**Lista de tarefas:**
• 1. Segundo o texto sobre os envenenamentos, em que cidade inglesa foram envenenados Sergei Skripal e a filha?
• 2. Retoma o texto sobre os envenenamentos a partir do ponto onde acaba.

═════ Texto fornecido

Alguns dos negociadores ucranianos presentes nas conversações apresentaram igualmente vermelhidão dos olhos, lacrimejamento e problemas dermatológicos.
Segundo o grupo holandês de jornalismo de investigação Bellingcat, o atentado terá sido organizado por indivíduos ligados a uma linha dura em Moscovo, que apoia a guerra contra a Ucrânia, e ter-se-á tratado mais de uma advertência contra negociações de paz do que uma tentativa real de assassinato.
Na altura, diversos países ocidentais tinham imposto sanções a Abramovich pelas suas ligações estreitas com o Kremlin.
2020: Navalny
Durante um voo doméstico na Rússia, em agosto de 2020, o ativista anticorrupção Alexei Navalny ficou gravemente doente, tendo sido necessário fazer uma aterragem de emergência. Mais tarde, o opositor russo foi transferido para tratamento na Alemanha.
Diversos laboratórios independentes atestaram a presença no seu organismo de Novichok, substância neurotóxica originalmente desenvolvida na União Soviética nos anos 1970. É o agente nervoso de eleição dos serviços secretos russos.
O Kremlin rejeitou as acusações de atentado feitas por Navalny. O incidente deteriorou ainda mais as já tensas relações entre Rússia e Ocidente, desencadeando uma série de sanções contra autoridades russas.
Em dezembro de 2020, o jornal britânico The Times acusou o governo russo de uma segunda tentativa de assassinato contra o líder oposicionista, antes de Navalny ter sido levado para Berlim para continuar o tratamento.
Recuperado, Navalny regressou ao seu país no mês seguinte, tendo sido imediatamente preso.. Já condenado a nove anos de prisão, em agosto de 2023 sua pena foi acrescida de 19 anos, numa sentença amplamente considerada política, que o réu classificou como "estalinista".
2018: Skripal
Em março de 2018, o ex-agente duplo russo Sergei Skripal e filha Yulia foram envenenados com Novichok em Salisbury, Inglaterra. Ambos sobreviveram, graças a tratamento médico. Theresa May, então primeira-ministra britânica, condenou o atentado, atribuindo-o diretamente à Rússia.

══════════
═════ Excertos de dados

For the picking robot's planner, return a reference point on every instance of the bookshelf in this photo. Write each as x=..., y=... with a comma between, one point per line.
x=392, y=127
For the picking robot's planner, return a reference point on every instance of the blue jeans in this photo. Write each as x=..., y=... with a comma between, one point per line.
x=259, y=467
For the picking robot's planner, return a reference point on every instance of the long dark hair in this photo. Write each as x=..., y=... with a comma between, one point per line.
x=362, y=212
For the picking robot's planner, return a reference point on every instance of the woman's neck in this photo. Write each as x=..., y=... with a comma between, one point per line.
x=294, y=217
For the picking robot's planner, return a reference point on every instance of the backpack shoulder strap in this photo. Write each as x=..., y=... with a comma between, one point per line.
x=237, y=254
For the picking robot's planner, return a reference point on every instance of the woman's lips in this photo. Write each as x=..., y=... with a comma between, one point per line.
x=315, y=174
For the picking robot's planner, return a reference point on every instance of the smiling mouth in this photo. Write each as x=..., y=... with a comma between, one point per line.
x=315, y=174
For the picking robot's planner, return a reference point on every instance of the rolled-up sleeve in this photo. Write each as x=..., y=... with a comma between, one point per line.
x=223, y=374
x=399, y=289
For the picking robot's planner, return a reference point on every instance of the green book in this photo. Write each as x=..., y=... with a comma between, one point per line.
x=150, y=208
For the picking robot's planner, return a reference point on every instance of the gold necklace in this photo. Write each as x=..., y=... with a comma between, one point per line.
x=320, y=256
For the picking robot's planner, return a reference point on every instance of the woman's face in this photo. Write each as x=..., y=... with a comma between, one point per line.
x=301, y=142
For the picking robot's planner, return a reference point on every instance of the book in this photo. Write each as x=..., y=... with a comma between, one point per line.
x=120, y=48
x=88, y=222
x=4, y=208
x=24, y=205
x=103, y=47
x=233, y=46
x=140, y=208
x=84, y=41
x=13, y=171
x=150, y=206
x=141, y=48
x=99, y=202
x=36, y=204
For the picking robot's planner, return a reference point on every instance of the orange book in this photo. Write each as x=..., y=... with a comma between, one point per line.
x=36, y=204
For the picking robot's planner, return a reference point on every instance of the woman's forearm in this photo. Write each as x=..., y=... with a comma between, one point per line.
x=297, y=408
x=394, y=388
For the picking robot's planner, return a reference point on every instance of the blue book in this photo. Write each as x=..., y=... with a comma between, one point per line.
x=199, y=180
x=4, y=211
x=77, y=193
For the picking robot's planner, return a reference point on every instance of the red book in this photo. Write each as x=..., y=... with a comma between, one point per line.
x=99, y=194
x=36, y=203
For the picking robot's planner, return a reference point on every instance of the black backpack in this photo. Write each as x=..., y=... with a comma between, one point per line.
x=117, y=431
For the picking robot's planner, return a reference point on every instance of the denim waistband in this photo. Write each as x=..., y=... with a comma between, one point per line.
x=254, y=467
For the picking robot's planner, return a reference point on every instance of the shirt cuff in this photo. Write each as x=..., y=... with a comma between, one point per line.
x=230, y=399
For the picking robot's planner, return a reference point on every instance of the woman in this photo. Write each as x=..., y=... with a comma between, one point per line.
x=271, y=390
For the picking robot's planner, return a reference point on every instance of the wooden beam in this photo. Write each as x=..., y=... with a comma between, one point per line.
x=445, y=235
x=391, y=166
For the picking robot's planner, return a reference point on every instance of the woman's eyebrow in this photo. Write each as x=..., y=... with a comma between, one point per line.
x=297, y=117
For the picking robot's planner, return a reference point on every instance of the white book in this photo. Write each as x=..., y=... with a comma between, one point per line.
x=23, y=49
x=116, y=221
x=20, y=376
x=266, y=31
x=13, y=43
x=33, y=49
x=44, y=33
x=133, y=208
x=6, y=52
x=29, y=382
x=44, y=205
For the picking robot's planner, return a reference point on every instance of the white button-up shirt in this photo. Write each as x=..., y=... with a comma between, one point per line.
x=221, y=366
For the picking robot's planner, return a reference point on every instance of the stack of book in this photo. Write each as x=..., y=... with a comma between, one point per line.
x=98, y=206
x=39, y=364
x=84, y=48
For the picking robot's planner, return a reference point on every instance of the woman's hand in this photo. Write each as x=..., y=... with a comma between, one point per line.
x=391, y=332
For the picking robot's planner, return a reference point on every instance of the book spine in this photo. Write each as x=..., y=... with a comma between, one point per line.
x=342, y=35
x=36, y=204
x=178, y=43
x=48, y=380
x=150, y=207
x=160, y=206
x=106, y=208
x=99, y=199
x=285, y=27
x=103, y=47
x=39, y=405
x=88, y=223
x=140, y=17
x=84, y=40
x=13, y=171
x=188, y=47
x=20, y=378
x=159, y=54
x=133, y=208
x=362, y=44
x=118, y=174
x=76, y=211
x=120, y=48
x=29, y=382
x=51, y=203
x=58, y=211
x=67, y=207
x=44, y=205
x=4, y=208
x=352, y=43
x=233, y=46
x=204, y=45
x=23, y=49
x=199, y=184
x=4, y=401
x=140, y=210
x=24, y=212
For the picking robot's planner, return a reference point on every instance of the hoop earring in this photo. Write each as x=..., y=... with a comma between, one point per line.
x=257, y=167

══════════
═════ Excertos de dados

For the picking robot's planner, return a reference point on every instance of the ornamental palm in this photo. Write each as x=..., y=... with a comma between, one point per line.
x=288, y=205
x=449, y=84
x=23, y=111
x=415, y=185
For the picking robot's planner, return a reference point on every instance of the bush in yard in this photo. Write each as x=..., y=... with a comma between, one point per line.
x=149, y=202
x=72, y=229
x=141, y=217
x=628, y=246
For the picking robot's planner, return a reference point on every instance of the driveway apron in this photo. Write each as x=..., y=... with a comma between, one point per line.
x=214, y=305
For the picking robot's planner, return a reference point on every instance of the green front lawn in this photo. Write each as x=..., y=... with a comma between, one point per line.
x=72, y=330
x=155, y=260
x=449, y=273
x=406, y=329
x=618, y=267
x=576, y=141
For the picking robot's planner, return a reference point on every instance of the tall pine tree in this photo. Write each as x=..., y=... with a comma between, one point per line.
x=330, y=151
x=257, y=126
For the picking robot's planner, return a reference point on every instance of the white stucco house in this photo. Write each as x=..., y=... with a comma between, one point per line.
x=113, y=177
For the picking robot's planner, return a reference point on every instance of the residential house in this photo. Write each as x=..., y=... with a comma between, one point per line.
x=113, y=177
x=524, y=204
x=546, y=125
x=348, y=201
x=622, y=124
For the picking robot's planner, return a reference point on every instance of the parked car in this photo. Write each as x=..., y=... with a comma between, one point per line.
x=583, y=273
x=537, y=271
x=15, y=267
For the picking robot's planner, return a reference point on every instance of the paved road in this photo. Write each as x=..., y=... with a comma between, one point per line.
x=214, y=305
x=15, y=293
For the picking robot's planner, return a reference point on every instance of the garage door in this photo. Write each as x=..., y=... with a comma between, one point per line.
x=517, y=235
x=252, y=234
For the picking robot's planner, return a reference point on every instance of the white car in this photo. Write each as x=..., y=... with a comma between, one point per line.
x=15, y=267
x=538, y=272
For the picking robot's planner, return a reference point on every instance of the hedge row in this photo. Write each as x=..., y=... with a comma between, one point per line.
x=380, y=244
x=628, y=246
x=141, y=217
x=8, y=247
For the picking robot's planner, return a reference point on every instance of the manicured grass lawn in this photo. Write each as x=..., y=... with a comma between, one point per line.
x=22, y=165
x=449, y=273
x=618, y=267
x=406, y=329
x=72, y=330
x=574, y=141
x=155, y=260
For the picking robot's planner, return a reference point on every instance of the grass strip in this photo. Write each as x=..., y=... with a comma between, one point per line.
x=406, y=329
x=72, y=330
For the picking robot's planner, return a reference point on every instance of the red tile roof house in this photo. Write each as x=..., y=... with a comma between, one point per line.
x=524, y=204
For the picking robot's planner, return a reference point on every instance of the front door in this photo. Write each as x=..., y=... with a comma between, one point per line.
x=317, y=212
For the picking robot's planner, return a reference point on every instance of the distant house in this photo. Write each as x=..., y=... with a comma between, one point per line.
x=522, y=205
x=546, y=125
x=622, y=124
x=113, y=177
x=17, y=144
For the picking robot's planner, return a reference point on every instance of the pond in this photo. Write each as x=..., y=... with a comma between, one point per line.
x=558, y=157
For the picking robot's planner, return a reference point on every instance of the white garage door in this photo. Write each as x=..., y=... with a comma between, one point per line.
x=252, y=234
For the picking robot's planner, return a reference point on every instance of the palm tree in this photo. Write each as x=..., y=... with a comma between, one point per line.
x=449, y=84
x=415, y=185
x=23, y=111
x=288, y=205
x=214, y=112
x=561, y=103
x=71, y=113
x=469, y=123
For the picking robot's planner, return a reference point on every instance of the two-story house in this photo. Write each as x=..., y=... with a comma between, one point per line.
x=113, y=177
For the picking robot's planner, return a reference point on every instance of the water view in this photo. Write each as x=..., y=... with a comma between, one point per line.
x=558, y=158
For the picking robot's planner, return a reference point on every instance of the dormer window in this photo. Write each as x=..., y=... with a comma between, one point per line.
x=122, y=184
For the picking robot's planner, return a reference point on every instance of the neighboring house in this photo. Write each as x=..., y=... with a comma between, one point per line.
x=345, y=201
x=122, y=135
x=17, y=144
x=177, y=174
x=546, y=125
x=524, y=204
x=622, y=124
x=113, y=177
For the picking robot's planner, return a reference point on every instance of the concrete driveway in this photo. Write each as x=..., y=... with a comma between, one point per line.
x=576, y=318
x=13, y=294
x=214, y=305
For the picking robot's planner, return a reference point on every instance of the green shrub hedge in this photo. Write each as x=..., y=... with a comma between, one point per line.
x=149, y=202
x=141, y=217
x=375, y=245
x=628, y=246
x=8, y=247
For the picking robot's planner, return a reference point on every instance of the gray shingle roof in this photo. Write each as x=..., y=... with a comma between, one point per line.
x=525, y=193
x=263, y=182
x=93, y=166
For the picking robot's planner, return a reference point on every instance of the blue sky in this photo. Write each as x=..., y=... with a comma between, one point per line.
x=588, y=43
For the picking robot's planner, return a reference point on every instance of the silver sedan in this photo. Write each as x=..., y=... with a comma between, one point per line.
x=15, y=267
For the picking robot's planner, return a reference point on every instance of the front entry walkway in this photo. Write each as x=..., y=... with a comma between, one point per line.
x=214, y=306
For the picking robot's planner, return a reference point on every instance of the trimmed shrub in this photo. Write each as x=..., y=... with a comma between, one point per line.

══════════
═════ Excertos de dados

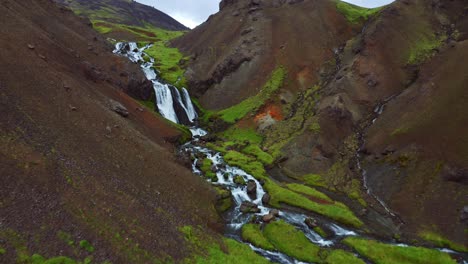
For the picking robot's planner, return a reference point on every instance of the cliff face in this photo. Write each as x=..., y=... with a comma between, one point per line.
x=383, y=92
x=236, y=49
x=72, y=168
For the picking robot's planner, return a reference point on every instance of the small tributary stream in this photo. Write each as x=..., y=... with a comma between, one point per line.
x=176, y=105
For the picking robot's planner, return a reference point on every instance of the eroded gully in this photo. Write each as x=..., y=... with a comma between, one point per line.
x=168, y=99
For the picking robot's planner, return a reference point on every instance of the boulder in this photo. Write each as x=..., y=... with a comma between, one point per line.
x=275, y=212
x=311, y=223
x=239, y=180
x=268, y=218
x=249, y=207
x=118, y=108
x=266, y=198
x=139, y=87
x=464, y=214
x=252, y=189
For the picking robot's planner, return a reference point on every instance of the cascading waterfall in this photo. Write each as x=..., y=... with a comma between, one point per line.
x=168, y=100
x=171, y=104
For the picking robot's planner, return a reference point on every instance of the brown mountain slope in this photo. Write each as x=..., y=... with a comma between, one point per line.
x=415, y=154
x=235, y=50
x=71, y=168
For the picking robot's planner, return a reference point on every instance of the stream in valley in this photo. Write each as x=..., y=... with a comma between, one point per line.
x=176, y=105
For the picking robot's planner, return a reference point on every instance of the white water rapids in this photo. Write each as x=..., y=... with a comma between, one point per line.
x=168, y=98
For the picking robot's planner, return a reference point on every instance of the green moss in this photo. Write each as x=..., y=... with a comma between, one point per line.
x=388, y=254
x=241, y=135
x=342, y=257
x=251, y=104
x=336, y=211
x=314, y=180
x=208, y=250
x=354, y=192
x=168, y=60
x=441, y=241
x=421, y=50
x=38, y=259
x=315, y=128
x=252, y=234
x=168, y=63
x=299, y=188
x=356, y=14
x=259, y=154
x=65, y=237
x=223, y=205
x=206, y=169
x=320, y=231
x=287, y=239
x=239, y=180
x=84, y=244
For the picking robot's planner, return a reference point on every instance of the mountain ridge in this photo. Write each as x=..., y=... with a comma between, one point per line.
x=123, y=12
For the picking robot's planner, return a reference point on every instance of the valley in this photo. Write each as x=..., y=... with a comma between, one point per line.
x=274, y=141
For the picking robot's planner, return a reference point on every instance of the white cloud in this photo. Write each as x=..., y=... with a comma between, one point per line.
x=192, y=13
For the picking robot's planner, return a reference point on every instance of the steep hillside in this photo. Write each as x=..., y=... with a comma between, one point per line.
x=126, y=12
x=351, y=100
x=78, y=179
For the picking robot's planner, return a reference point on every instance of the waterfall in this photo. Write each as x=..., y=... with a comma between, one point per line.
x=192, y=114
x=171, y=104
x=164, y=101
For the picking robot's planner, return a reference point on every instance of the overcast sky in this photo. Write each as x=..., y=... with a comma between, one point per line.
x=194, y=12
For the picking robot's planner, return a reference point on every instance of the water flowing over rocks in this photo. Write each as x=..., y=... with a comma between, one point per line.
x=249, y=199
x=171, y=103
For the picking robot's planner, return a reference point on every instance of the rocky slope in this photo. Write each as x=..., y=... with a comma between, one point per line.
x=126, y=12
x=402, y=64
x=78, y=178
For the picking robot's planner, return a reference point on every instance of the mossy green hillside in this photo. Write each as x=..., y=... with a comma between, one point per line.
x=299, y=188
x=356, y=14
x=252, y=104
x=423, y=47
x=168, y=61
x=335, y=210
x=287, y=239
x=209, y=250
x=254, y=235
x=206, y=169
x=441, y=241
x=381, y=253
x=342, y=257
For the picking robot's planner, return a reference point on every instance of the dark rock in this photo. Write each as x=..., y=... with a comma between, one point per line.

══════════

**Resultados por ordem:**
• 1. Em Salisbury.

• 2.
Skripal tinha estado preso na Rússia por espionagem a favor de Londres. Além de, mais uma vez, ter negado qualquer envolvimento, o Kremlin acusou mesmo o Reino Unido de ter sido responsável pelo envenenamento.
O atentado suscitou condenação internacional, culminando em expulsões diplomáticas entre os dois Estados e uma campanha de sanções contra autoridades russas.
2006: Litvinenko
Crítico do presidente Vladimir Putin, o espião Alexander Litvinenko desertou em 2004 do serviço de inteligência russo, tendo procurado asilo em Londres.
Em novembro de 2006, depois de tomar chá com outros dois ex-espiões num hotel do centro da capital britânica, Litvinenko adoeceu, tendo morrido três semanas mais tarde.
No seu corpo foram encontrados vestígios de polônio-210, metal volátil altamente letal. Um micrograma da substância é suficiente para matar um adulto.
Investigações às causas da morte do ex-espião, realizadas pelo Reino Unido e pela União Europeia, apontaram para Andrei Lugovoi, um dos companheiros de chá da vítima, como principal suspeito — com "provável" sinal verde de Putin.
O Kremlin negou implicação no crime e recusou-se a extraditar Lugovoi. O incidente escalou as tensões russo-britânicas, resultando na expulsão de diplomatas de ambos os países em 2007.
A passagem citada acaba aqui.